__ПРЕДЛОЖЕННЫЙ ОТРЫВОК__.
###
Впрочем, иногда случается, что мы одобряем людей вовсе не вследствие нашей симпатии к их чувствам. Но при внимательном исследовании подобного случая нетрудно увидеть, что и тогда одобрение наше непременно вызывается каким-нибудь сходством в наших чувствованиях. Я специально приведу в пример обстоятельство, не имеющее важного значения, потому что в нем суждение наше реже искажается ложными представлениями. Итак, случается, что мы одобряем шутку и находим возбуждаемый ею смех естественным, хотя сами мы не смеемся вследствие серьезного в ту минуту расположения нашего духа или вследствие сосредоточения нашего внимания на другом предмете, но мы знаем по опыту, что подобная же шутка часто вызывала в нас смех и что настоящая относится к тому же роду. Если, стало быть, мы находим в таком случае основательным и уместным ощущение, не разделяемое нами по причине нашего временного настроения, то это потому, что мы припоминаем случаи, когда мы без всякого затруднения испытывали его.
То же самое случается иногда и относительно прочих чувствований. Мы встречаем на улице незнакомого человека, на лице которого написано самое глубокое огорчение, и мы узнаем, что он только что получил известие о смерти отца. Скорбь его не может не быть признана нами естественной, а между тем может случиться, что, нисколько не нарушая человеколюбия, мы вовсе не станем разделять его жестокого горя и даже не обратим особенного внимания на первые его проявления.
Быть может, мы вовсе не знали ни отца его, ни его самого; занятые другими предметами, мы не имеем досуга дать волю нашему воображению, чтобы оно охватило различные обстоятельства поразившего его несчастья.
Однако же подобная потеря ознакомила нас с глубоким горем, какое вызывается ею: если бы у нас было достаточно времени оценить всю горечь подобной утраты, то мы прониклись бы самой живой симпатией. На этом чувстве основывается признание нами тех страданий, свидетелями которых мы бываем, хотя бы даже симпатия эта и не успела развиться в нас; а общие законы, выведенные нами путем опыта из наших симпатических чувствований, восполняют то, что эти чувствования имеют иногда ложного или неполного.
Чувство, из которого вытекает поступок и которое делает последний добрым или злым, можно рассматривать с двух различных точек зрения: по отношению к вызвавшей его причине и обусловившему его побуждению или по отношению к цели, к которой оно стремится, и к результату, какой будет им достигнут.
###
__КОРОТКАЯ ЗАДАЧА 1__. Повторите часть отрывка об одобрении и симпатии от «Однако же подобная» до «будет им достигнут.».
__КОРОТКАЯ ЗАДАЧА 2__.
Ответьте по отрывку об одобрении и симпатии:
(a) Какое известие только что получил незнакомый человек, встреченный на улице?
(b) По каким двум причинам мы можем не смеяться над шуткой, которую одобряем?
(c) С каких двух точек зрения можно рассматривать чувство, из которого вытекает поступок?
__КОРОТКАЯ ЗАДАЧА 3__. Продолжите отрывок об одобрении и симпатии после его последнего предложения.

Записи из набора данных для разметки
###
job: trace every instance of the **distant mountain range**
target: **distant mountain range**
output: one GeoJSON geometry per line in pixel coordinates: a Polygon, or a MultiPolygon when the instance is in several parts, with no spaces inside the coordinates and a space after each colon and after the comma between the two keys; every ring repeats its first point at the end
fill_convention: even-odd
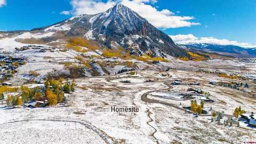
{"type": "Polygon", "coordinates": [[[190,50],[216,52],[220,54],[236,58],[256,57],[256,48],[245,48],[232,45],[221,45],[209,43],[190,43],[180,45],[190,50]]]}
{"type": "Polygon", "coordinates": [[[65,37],[82,37],[108,48],[122,46],[129,50],[136,44],[140,52],[150,51],[152,56],[189,57],[186,50],[175,44],[167,35],[121,4],[105,12],[74,17],[32,31],[62,31],[61,34],[65,37]]]}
###
__РЕЗУЛЬТАТ УПРАЖНЕНИЯ 1__.
Однако же подобная потеря ознакомила нас с глубоким горем, какое вызывается ею: если бы у нас было достаточно времени оценить всю горечь подобной утраты, то мы прониклись бы самой живой симпатией. На этом чувстве основывается признание нами тех страданий, свидетелями которых мы бываем, хотя бы даже симпатия эта и не успела развиться в нас; а общие законы, выведенные нами путем опыта из наших симпатических чувствований, восполняют то, что эти чувствования имеют иногда ложного или неполного.
Чувство, из которого вытекает поступок и которое делает последний добрым или злым, можно рассматривать с двух различных точек зрения: по отношению к вызвавшей его причине и обусловившему его побуждению или по отношению к цели, к которой оно стремится, и к результату, какой будет им достигнут.

__РЕЗУЛЬТАТ УПРАЖНЕНИЯ 2__.
(a) Известие о смерти отца.
(b) Из-за серьезного в ту минуту расположения духа или из-за сосредоточения внимания на другом предмете.
(c) По отношению к вызвавшей его причине и обусловившему его побуждению или по отношению к цели, к которой оно стремится, и к результату, какой будет им достигнут.

__РЕЗУЛЬТАТ УПРАЖНЕНИЯ 3__.
В согласии или несогласии между нашими стремлениями и вызывающей их причиной (или предметом) состоит оправдание или осуждение обусловливаемого ими проступка.
Философы последнего времени обращали свое внимание главным образом на цель наших стремлений и упускали из виду зависимость их от вызывающей их причины. Когда мы осуждаем в ком-нибудь чрезмерную любовь, горе или злобу, мы принимаем в расчет не только пагубные последствия чрезмерного чувства, но и недостаточные побуждения, вызывающие его. Мы говорим, что избранный предмет не заслуживает такой любви, что несчастье человека не до такой степени велико или что обида не так жестока, чтобы породить такое сильное чувство. Но мы извинили бы последнее, мы даже одобрили бы его, если бы нашли его соответствующим вызвавшему его побуждению.
Когда мы судим таким образом о чувстве по отношению к вызвавшей его причине, то у нас не имеется другого средства для этого, кроме сходства его с соответствующим ему нашим собственным стремлением.
Если, вообразив себя в таких же обстоятельствах, мы найдем, что они вызвали бы в нас подобные же чувства, то мы признаем их законными и уместными; в противном же случае мы осуждаем их, потому что они не имеют для нас достаточного основания и причины.
Мы судим о способностях других людей по нашим собственным способностям. Я составляю себе понятие о вашем зрении на основании моего зрения, о вашем слухе – по моему слуху, о вашем рассудке – по моему рассудку, о вашей злобе – по моей собственной, о вашей любви – по той, какую я сам ощущаю. Я не имею и не могу иметь другого средства судить о них.
Мы можем одобрять или осуждать чувства другого человека на основании согласия их с нашими собственными чувствами при двух различных обстоятельствах: во-первых, когда мы смотрим на предметы, возбуждающие их совершенно независимо от нас самих и от человека, о чувствах которого мы выражаем наше мнение; во-вторых, когда мы смотрим на них со стороны возбуждаемого ими чувства как в этом человеке, так и в нас самих.
1. Что касается предметов, которые не относятся ни к нам самим, ни к человеку, о чувствах которого мы судим, то, если существует симпатия между его и нашими чувствами, мы одобряем его вкусы и находим его суждения верными. На красоту местоположения, на высоту горы, на роскошное здание, на выразительность картины, на план речи, на поступки постороннего нам человека, на отношения между различными количествами и числами, на разнообразные явления, представляемые нам миром, на вызывающие их причины и скрытые их пружины, на все общие предметы наук и искусств все люди смотрят как на вещи, не имеющие прямого к ним отношения. Каждый из нас смотрит на них одними и теми же глазами; они не служат поводом ни к какому симпатическому движению, ни к воображаемой перемене в нашем положении, пробуждающей симпатию и вызывающей в людях одинаковые чувствования и страсти.
Если некоторые из этих предметов вызывают в нас неодинаковое впечатление, то это бывает вследствие того, что неодинаковые привычки наши не дозволяют нам вникнуть с равной внимательностью в их составные части, или же вследствие того, что не всякий из нас смотрит на них с одинаковой проницательностью.
Если чувствования нашего друга совпадают с нашими собственными по предметам, свойства которых вполне ясны и очевидны, в отношении которых, быть может, никогда еще не расходились мнения, то мы разделяем его убеждения, вовсе не находя, впрочем, чтобы он заслуживал от нас за это похвалы или восхищения.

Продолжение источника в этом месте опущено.